Stated task | Print word for word the lines of the rows below, starting with the line that contains "like [[241, 90]]." and going on through the line that contains "[[169, 299], [204, 285], [147, 282]]", both included.
★ ★ ★ ★ ★
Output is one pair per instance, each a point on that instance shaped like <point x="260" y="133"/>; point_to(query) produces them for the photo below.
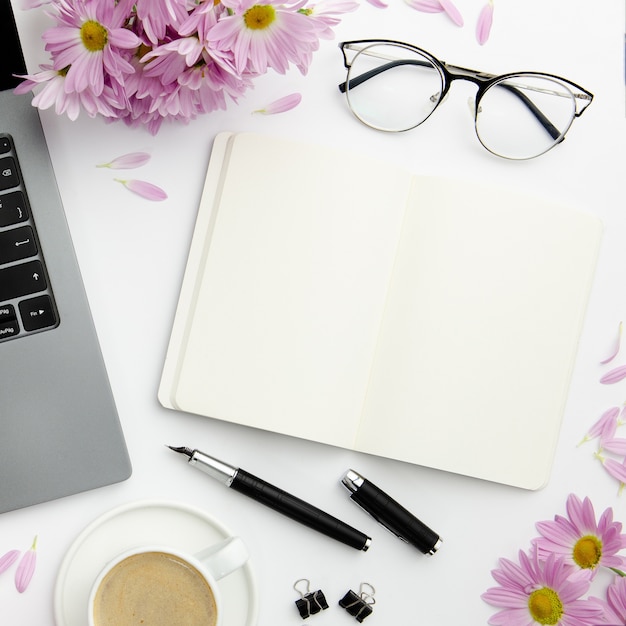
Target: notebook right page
<point x="480" y="332"/>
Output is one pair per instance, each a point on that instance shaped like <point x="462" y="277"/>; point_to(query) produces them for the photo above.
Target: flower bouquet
<point x="144" y="61"/>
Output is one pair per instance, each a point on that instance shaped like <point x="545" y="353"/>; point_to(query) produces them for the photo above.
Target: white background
<point x="132" y="254"/>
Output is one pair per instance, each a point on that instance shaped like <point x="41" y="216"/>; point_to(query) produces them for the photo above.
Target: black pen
<point x="392" y="515"/>
<point x="276" y="499"/>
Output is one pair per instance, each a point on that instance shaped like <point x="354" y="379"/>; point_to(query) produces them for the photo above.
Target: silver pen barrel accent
<point x="215" y="468"/>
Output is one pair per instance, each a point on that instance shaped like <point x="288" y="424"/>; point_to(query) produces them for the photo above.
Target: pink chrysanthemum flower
<point x="540" y="592"/>
<point x="54" y="93"/>
<point x="614" y="607"/>
<point x="90" y="40"/>
<point x="265" y="34"/>
<point x="156" y="17"/>
<point x="581" y="540"/>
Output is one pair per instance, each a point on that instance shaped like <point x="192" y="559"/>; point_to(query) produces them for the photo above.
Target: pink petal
<point x="615" y="469"/>
<point x="614" y="376"/>
<point x="483" y="26"/>
<point x="605" y="426"/>
<point x="617" y="445"/>
<point x="127" y="161"/>
<point x="26" y="568"/>
<point x="426" y="6"/>
<point x="144" y="189"/>
<point x="617" y="346"/>
<point x="281" y="105"/>
<point x="452" y="12"/>
<point x="8" y="559"/>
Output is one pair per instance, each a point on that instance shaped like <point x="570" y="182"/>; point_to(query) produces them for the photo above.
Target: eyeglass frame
<point x="449" y="73"/>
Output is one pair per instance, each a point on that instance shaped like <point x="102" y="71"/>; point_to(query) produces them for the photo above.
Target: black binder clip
<point x="311" y="602"/>
<point x="359" y="606"/>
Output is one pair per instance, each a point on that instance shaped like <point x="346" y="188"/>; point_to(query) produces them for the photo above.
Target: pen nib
<point x="182" y="450"/>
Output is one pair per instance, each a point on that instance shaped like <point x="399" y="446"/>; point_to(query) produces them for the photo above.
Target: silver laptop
<point x="59" y="429"/>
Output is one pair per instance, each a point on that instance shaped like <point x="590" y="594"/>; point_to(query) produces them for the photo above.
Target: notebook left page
<point x="285" y="289"/>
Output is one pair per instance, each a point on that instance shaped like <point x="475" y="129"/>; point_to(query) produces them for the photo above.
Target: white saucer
<point x="144" y="522"/>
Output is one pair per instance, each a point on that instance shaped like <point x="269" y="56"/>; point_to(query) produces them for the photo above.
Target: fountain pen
<point x="275" y="498"/>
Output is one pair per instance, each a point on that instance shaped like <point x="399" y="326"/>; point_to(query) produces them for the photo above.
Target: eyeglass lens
<point x="393" y="87"/>
<point x="401" y="87"/>
<point x="524" y="116"/>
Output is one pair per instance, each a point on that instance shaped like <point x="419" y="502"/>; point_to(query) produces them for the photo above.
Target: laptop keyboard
<point x="26" y="300"/>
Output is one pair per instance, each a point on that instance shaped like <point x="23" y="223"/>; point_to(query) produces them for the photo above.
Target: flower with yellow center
<point x="94" y="36"/>
<point x="538" y="591"/>
<point x="265" y="34"/>
<point x="584" y="542"/>
<point x="259" y="16"/>
<point x="92" y="41"/>
<point x="545" y="606"/>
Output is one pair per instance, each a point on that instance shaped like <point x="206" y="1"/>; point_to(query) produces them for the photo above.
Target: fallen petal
<point x="127" y="161"/>
<point x="27" y="5"/>
<point x="8" y="559"/>
<point x="617" y="346"/>
<point x="616" y="445"/>
<point x="614" y="376"/>
<point x="485" y="20"/>
<point x="144" y="189"/>
<point x="604" y="425"/>
<point x="426" y="6"/>
<point x="615" y="469"/>
<point x="26" y="568"/>
<point x="281" y="105"/>
<point x="452" y="12"/>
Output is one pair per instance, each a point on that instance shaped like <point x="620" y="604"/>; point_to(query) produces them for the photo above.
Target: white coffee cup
<point x="162" y="585"/>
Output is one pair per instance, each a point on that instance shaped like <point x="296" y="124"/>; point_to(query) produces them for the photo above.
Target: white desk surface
<point x="132" y="253"/>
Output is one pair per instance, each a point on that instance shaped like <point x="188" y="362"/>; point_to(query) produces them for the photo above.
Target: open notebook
<point x="338" y="298"/>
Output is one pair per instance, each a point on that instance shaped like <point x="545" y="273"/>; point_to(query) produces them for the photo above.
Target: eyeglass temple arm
<point x="359" y="80"/>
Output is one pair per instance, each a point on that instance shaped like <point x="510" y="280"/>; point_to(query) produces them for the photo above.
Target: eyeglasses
<point x="393" y="86"/>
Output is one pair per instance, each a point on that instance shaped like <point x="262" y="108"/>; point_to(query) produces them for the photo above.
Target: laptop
<point x="59" y="428"/>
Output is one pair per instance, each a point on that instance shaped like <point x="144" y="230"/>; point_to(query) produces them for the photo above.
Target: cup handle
<point x="224" y="557"/>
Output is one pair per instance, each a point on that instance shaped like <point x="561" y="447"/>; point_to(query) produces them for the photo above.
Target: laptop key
<point x="37" y="313"/>
<point x="8" y="173"/>
<point x="17" y="244"/>
<point x="8" y="321"/>
<point x="12" y="209"/>
<point x="21" y="280"/>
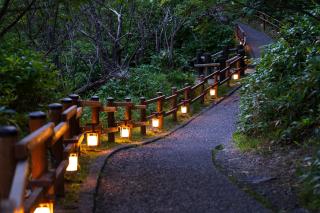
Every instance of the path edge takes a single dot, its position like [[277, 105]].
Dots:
[[89, 188]]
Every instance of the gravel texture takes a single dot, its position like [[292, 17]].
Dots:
[[270, 174], [255, 40], [176, 174]]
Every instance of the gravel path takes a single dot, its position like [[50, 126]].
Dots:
[[255, 39], [176, 174]]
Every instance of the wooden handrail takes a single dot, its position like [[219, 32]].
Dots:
[[64, 134]]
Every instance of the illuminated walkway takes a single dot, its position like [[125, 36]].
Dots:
[[176, 174], [255, 40]]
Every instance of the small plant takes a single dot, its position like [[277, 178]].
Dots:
[[310, 180]]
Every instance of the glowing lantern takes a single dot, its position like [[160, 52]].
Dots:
[[44, 208], [212, 92], [92, 139], [155, 122], [73, 163], [183, 109], [235, 76], [125, 132]]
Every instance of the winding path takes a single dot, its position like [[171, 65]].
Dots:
[[176, 174], [255, 40]]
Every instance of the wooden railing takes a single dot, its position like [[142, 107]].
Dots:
[[241, 35], [33, 168]]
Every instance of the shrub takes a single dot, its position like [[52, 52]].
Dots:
[[282, 96], [28, 82]]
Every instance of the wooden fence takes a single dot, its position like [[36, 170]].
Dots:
[[33, 168]]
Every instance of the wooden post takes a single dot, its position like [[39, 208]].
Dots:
[[38, 154], [95, 118], [55, 112], [8, 138], [199, 61], [238, 67], [202, 89], [222, 61], [174, 103], [216, 87], [160, 110], [111, 120], [143, 117], [228, 73], [66, 103], [128, 115], [207, 60], [187, 92], [75, 101]]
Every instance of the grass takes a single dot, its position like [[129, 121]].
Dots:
[[88, 155], [245, 143]]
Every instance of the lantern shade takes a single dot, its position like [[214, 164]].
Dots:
[[44, 208], [124, 132], [155, 122], [73, 163], [183, 109], [235, 76], [212, 92], [92, 139]]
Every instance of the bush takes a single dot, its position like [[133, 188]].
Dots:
[[283, 96], [145, 80], [28, 82], [310, 179]]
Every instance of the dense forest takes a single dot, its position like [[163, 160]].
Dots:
[[109, 48], [120, 48]]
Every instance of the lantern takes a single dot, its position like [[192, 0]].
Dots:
[[124, 132], [73, 163], [183, 109], [235, 76], [155, 122], [92, 139], [212, 92], [44, 208]]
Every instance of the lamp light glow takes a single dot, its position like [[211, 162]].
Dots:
[[235, 76], [212, 92], [92, 139], [183, 109], [73, 163], [155, 122], [124, 132], [44, 208]]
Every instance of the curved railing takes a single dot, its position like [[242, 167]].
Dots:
[[33, 168]]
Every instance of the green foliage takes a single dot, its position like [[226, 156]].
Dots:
[[206, 34], [282, 96], [310, 179], [28, 81], [146, 81], [245, 143]]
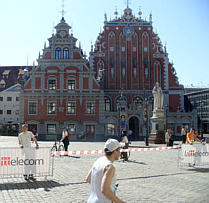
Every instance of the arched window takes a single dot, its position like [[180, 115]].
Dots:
[[107, 104], [66, 53], [137, 102], [58, 53]]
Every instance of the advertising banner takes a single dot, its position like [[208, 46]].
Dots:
[[196, 154], [17, 161]]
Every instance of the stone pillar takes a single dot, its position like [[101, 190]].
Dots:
[[158, 121]]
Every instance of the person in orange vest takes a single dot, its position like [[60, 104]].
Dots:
[[191, 137]]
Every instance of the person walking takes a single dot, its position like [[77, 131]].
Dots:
[[124, 155], [183, 134], [102, 175], [167, 137], [29, 152], [191, 137], [65, 138]]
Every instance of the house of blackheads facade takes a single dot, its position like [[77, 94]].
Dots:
[[112, 90]]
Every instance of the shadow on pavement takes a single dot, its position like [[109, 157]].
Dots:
[[137, 162], [200, 170], [30, 185], [154, 176], [43, 185]]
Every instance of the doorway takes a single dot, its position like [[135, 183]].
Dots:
[[134, 126], [90, 132]]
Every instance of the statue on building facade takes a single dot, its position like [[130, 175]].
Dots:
[[158, 97]]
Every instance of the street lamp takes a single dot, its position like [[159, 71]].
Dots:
[[146, 122]]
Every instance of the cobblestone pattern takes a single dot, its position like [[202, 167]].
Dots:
[[147, 177]]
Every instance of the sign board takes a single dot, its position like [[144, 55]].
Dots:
[[197, 154], [17, 161]]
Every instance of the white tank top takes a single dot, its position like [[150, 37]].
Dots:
[[97, 173]]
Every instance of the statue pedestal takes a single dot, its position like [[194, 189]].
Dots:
[[157, 135]]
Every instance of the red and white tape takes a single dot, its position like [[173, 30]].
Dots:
[[87, 152]]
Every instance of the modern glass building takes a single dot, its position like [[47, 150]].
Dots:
[[200, 101]]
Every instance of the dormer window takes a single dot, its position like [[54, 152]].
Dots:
[[52, 84], [71, 84], [58, 53], [66, 53]]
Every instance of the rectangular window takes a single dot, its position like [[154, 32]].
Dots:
[[9, 98], [90, 108], [110, 129], [51, 109], [71, 107], [51, 129], [32, 108], [71, 84], [52, 84], [71, 128]]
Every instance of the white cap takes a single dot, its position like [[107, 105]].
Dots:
[[113, 144]]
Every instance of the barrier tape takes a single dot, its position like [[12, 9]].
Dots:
[[88, 152]]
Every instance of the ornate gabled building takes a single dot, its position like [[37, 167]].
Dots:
[[11, 81], [62, 91], [128, 58], [111, 91]]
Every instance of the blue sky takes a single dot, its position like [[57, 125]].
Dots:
[[182, 24]]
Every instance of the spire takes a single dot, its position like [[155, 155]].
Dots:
[[150, 17], [63, 9], [165, 47], [127, 3], [116, 13], [105, 16], [140, 13]]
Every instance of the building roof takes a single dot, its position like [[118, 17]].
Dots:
[[11, 75]]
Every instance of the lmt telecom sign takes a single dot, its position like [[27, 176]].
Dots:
[[8, 161], [197, 154], [17, 161]]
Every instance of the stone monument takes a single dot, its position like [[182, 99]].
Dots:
[[158, 118]]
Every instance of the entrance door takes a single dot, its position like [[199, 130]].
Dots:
[[134, 126], [32, 128], [90, 132]]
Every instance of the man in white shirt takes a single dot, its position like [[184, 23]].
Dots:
[[102, 175], [25, 143]]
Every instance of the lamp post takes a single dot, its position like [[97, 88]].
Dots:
[[146, 122]]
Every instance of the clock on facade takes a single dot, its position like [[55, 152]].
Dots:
[[62, 33], [128, 31]]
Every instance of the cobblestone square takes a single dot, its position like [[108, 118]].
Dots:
[[152, 176]]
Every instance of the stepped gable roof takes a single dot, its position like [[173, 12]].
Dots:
[[11, 75]]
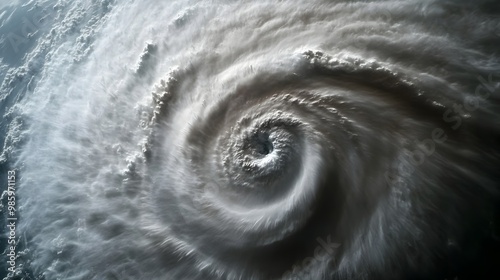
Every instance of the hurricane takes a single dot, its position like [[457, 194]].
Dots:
[[250, 139]]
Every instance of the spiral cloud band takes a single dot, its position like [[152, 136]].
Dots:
[[254, 139]]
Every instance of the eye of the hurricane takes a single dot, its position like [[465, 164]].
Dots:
[[263, 145]]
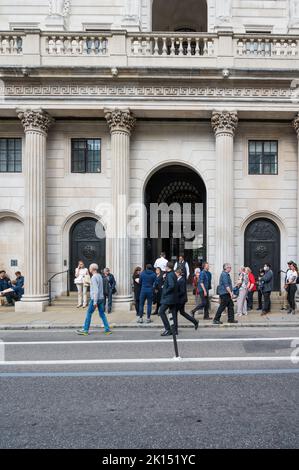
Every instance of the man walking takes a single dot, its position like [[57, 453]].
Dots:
[[169, 299], [225, 290], [204, 285], [96, 301], [182, 299]]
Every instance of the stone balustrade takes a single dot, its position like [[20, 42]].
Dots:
[[11, 44], [179, 45], [266, 46], [78, 45]]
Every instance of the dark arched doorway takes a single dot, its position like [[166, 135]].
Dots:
[[262, 245], [176, 184], [178, 15], [86, 246]]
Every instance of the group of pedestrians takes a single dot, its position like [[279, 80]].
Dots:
[[12, 290], [83, 283]]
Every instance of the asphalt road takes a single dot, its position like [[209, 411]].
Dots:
[[231, 389]]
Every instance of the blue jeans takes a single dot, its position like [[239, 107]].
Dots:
[[101, 313], [146, 295]]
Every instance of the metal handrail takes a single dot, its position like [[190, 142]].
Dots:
[[49, 283]]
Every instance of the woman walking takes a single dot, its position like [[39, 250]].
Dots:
[[291, 287], [243, 283], [136, 287], [80, 280], [158, 290]]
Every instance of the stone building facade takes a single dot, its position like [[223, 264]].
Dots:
[[155, 100]]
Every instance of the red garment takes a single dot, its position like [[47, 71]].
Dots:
[[252, 281]]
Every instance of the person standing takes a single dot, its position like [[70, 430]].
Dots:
[[136, 287], [161, 262], [158, 290], [225, 291], [96, 301], [204, 285], [285, 304], [147, 283], [169, 299], [80, 274], [243, 283], [291, 287], [266, 288], [183, 266], [251, 288], [182, 299]]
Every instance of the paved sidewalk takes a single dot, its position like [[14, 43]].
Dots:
[[71, 317]]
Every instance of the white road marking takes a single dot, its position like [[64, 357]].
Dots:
[[150, 360], [139, 341]]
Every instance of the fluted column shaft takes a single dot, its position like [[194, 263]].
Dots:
[[121, 124], [224, 125], [36, 124]]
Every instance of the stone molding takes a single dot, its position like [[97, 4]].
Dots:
[[35, 120], [120, 120], [224, 122]]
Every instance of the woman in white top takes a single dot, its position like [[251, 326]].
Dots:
[[291, 287], [80, 274]]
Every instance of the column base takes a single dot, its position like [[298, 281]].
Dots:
[[31, 306]]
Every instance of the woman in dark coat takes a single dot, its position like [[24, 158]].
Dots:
[[136, 287], [158, 290]]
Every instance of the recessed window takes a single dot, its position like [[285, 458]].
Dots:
[[86, 156], [11, 155], [263, 157]]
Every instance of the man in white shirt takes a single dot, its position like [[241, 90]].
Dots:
[[161, 262]]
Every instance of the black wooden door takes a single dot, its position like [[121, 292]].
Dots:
[[262, 245], [86, 246]]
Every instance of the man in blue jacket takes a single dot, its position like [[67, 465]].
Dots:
[[169, 299], [204, 285], [147, 282]]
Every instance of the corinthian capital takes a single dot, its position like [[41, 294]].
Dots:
[[35, 120], [224, 122], [120, 120], [296, 125]]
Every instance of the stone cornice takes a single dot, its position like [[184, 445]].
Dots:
[[224, 122], [35, 120], [120, 120]]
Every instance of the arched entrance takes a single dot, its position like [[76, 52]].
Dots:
★ ★ ★ ★ ★
Response to the task |
Every instance of the man in white shirt takes a single dot, its position like [[241, 90]].
Dots:
[[161, 262]]
Every instance of the black wooden door takes a single dot, its position like [[121, 292]].
Dots:
[[262, 245], [86, 246]]
Every instance of the man in blue jacket takes a single dot, its position like [[67, 465]].
Dots:
[[169, 299], [204, 285], [147, 282]]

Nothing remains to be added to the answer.